_Questions_
**a)** In the essay on going from clinician to founder, which three skills are named as making a great physician?
**b)** Please extend the essay on going from clinician to founder, picking up right after its final sentence.

From Clinician to Founder: What Medicine Taught Me About Building Companies — Dr. Jonas LaForge

The skills that make a great physician — pattern recognition, risk assessment, systems thinking — are the same skills that build great companies.
Medicine Is the Ultimate Startup Training Ground
When people hear that I'm both a physician and an entrepreneur, they often assume those are separate chapters of my career. Clinical medicine first, then business. But the truth is the opposite: everything I know about building companies, I learned in clinical practice.
Medicine teaches you to make high-stakes decisions with incomplete information. It teaches you to read people — not just their words, but their body language, their hesitation, the things they're not telling you. It teaches you that the presenting complaint is almost never the real problem. And it teaches you that systems, not heroics, save lives.
Those skills translate directly to entrepreneurship. Let me show you how.

_Dataset content_
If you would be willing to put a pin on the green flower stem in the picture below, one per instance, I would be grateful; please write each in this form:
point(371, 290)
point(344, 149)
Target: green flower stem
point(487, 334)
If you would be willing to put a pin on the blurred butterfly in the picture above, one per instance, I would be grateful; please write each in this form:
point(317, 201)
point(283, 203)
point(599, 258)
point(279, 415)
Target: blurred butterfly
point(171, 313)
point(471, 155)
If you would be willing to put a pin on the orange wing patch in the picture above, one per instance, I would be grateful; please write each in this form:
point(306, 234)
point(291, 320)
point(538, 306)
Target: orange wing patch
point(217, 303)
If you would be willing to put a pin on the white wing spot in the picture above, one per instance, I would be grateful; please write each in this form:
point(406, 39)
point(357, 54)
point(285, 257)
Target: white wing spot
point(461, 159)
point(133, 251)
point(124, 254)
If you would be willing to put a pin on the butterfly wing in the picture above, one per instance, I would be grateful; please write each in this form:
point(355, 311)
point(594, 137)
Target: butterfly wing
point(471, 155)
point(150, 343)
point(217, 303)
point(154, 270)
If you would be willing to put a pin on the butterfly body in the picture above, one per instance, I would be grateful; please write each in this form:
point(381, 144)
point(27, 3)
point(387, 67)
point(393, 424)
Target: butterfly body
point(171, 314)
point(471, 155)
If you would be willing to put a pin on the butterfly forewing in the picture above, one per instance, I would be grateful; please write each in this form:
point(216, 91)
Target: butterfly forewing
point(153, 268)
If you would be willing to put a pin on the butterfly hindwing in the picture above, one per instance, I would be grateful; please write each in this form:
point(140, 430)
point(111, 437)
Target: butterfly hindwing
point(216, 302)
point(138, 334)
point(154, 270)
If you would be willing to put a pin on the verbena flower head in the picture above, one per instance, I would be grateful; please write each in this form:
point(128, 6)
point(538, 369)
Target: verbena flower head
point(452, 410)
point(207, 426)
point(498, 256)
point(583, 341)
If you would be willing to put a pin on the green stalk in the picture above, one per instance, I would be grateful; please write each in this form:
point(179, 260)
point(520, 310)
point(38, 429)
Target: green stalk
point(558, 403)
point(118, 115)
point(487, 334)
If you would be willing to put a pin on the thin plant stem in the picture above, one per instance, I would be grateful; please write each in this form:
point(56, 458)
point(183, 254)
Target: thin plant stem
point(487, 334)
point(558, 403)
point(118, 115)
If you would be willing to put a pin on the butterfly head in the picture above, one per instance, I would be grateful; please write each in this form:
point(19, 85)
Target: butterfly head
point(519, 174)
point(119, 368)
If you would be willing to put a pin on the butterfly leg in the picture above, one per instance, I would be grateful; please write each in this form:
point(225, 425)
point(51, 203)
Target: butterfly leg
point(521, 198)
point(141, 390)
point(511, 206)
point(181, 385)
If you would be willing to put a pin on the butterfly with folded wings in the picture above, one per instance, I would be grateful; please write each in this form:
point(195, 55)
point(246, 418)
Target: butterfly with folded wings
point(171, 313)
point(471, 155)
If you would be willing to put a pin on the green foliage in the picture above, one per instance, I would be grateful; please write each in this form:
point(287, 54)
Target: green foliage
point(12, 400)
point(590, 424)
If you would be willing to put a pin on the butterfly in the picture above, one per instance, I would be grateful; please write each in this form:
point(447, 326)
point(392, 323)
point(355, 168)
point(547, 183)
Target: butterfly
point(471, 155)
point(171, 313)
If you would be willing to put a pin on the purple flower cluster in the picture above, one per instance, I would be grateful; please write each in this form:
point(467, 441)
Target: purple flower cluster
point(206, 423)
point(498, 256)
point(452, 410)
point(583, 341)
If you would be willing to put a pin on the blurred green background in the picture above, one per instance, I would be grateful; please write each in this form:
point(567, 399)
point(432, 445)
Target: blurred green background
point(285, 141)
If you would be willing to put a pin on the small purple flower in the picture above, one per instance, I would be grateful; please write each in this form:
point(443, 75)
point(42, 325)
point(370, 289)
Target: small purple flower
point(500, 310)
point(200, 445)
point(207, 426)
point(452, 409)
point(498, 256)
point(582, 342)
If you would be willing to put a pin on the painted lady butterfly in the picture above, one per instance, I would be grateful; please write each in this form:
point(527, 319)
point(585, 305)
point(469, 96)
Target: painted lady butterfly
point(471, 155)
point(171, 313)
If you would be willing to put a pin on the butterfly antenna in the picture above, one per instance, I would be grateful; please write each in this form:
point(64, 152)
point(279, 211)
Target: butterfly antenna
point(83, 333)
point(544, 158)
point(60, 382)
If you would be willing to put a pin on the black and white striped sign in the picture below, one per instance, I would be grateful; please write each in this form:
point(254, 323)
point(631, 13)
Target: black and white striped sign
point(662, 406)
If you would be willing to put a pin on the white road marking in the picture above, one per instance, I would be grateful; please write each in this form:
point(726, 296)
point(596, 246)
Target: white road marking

_Task-by-task results_
**a)** Pattern recognition, risk assessment, and systems thinking.

**b)**
Pattern Recognition: The Physician's Superpower
The best diagnosticians aren't the ones who know the most facts. They're the ones who recognize patterns fastest. A constellation of symptoms that seems unrelated to most people snaps into focus for a trained clinician — not because they're smarter, but because they've seen thousands of variations of the same underlying patterns.
In business, this translates to market intuition. After 20 years of treating patients, I can walk into a health and wellness company and immediately see what's working, what's theater, and what's missing. I can evaluate a health-tech startup's product and know whether it solves a real clinical problem or just sounds good in a pitch deck.
This isn't magic — it's pattern recognition trained on thousands of real-world data points. And it's the single biggest advantage physician-founders have.
Risk Assessment: The Art of Calculated Bets
Every clinical decision is a risk calculation. This medication will likely help, but it could cause liver damage. This surgery has an 85% success rate, but a 3% chance of serious complications. You learn to weigh probabilities, assess downside risk, and make decisions when the data is imperfect.
Entrepreneurship is the same calculus. Should we launch this product now or wait for more market validation? Should we raise capital or bootstrap? Should we hire ahead of revenue or stay lean? The physicians I know who've become successful founders aren't reckless risk-takers — they're calculated ones. They understand probability, they respect downside risk, and they move decisively when the risk-reward ratio is favorable.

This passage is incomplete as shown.